• DATASET CONTENT
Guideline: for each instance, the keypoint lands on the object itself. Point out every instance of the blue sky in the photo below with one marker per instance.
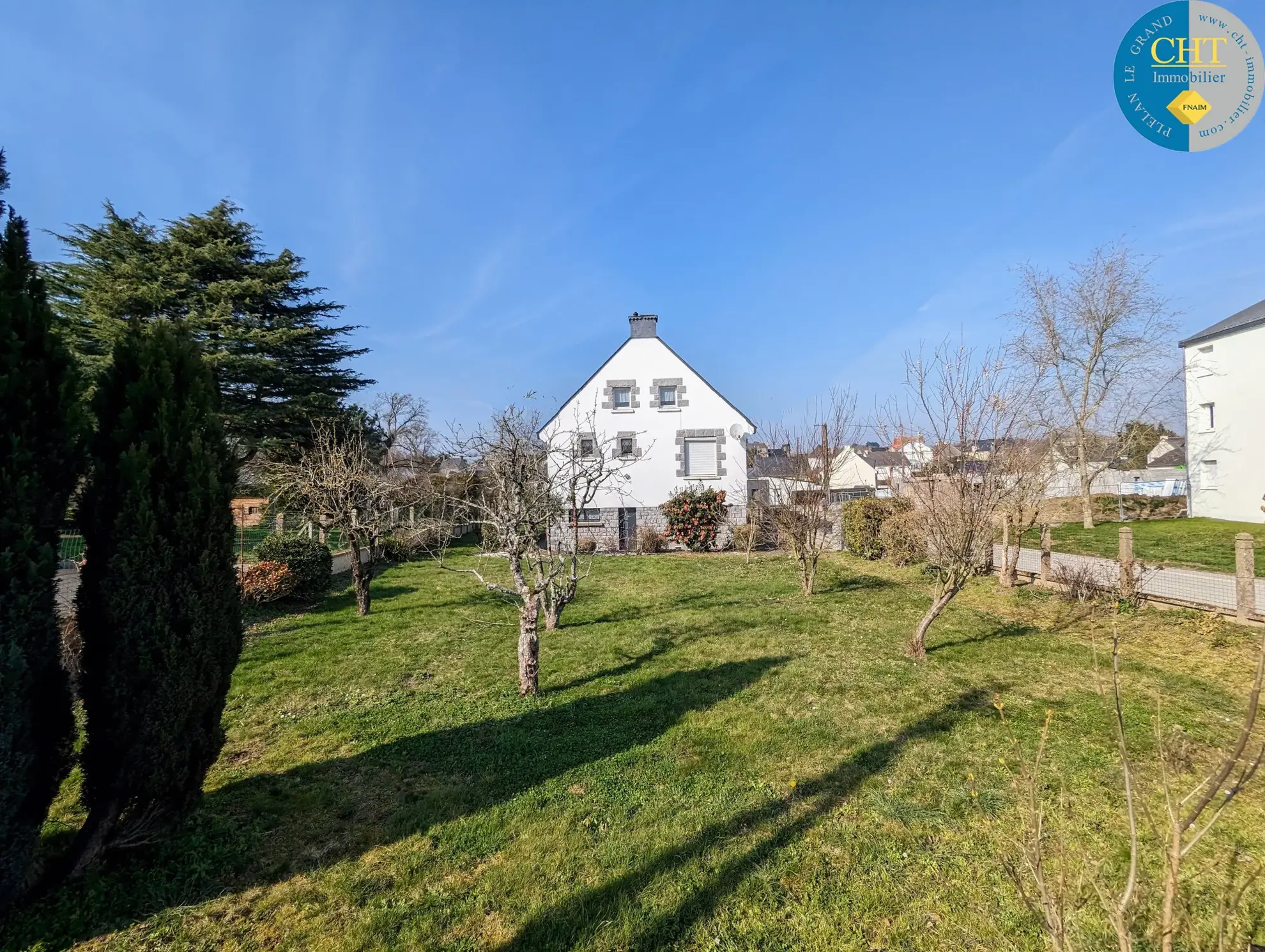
(801, 191)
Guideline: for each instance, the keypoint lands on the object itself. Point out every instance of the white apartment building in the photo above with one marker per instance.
(1225, 396)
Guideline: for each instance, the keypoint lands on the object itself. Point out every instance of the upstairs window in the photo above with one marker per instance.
(701, 458)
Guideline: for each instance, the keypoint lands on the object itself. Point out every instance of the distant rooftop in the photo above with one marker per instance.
(1245, 319)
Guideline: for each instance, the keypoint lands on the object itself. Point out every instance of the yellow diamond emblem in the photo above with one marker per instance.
(1190, 107)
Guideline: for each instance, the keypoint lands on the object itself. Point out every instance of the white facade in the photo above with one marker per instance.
(1225, 394)
(698, 438)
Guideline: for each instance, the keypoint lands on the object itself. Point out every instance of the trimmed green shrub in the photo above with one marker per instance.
(903, 537)
(309, 562)
(863, 523)
(41, 438)
(158, 603)
(695, 516)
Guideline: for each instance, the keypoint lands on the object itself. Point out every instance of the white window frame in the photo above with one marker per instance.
(687, 461)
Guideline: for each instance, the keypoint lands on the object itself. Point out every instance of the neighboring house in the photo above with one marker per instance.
(1225, 391)
(650, 406)
(1169, 452)
(249, 510)
(861, 471)
(915, 449)
(774, 477)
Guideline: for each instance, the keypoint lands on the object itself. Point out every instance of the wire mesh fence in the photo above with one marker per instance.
(1187, 587)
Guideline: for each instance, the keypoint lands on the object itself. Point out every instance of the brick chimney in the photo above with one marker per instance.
(643, 325)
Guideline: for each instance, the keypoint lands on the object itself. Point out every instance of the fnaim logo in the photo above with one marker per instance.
(1188, 76)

• WORK REQUIRED
Repeat the data word for word, from the line containing "of the brick" through the end of the data.

• OUTPUT OF THE EXERCISE
Guideline: for each instance, the keypoint lands on the object itself. Point out every instance of the brick chimney in the photo above with one marker per instance.
(643, 325)
Guideline: for each instance, the keypoint lands on the object itself. Point out every instance of the fnaim logo in the photo above with one marker per instance.
(1188, 76)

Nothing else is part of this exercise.